• _Requirement_
Write the records out exactly, so that no picture remains in the copy.

• _Available data_
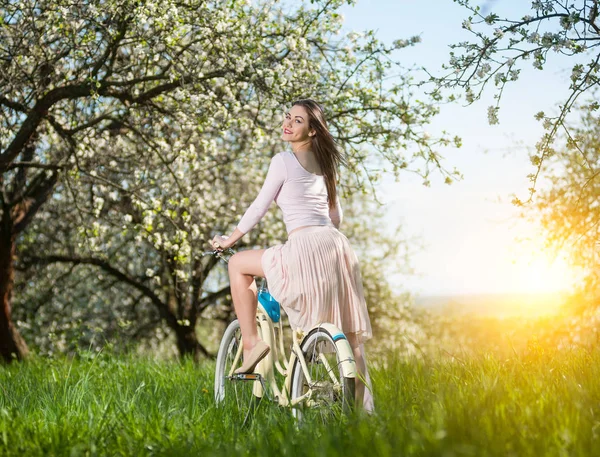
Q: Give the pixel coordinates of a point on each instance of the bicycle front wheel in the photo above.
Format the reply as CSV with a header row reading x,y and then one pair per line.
x,y
235,394
329,393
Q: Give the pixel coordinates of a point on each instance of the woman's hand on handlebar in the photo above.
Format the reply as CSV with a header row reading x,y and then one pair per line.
x,y
220,243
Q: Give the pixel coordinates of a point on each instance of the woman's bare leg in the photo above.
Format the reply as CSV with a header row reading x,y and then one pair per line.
x,y
243,266
363,393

• _Answer to this exercise_
Q: Give the pixel coordinates of a point on each instance of the bicycle front wheel in the photo above.
Format the reply as CSV with a header row reading x,y and then one pair per line.
x,y
235,394
329,393
Q: Give the pixel coordinates of a point on each instance of the woman's hand on handlebar in the photo above.
Format the reply as CSV with a header row reading x,y and then one pair per line.
x,y
220,243
Q: Give the pixel coordinates of a point on each instance of the woman's bare leg in the photo above.
Format the reply as CSV with a header row reading x,y and then one pair per line.
x,y
243,266
363,393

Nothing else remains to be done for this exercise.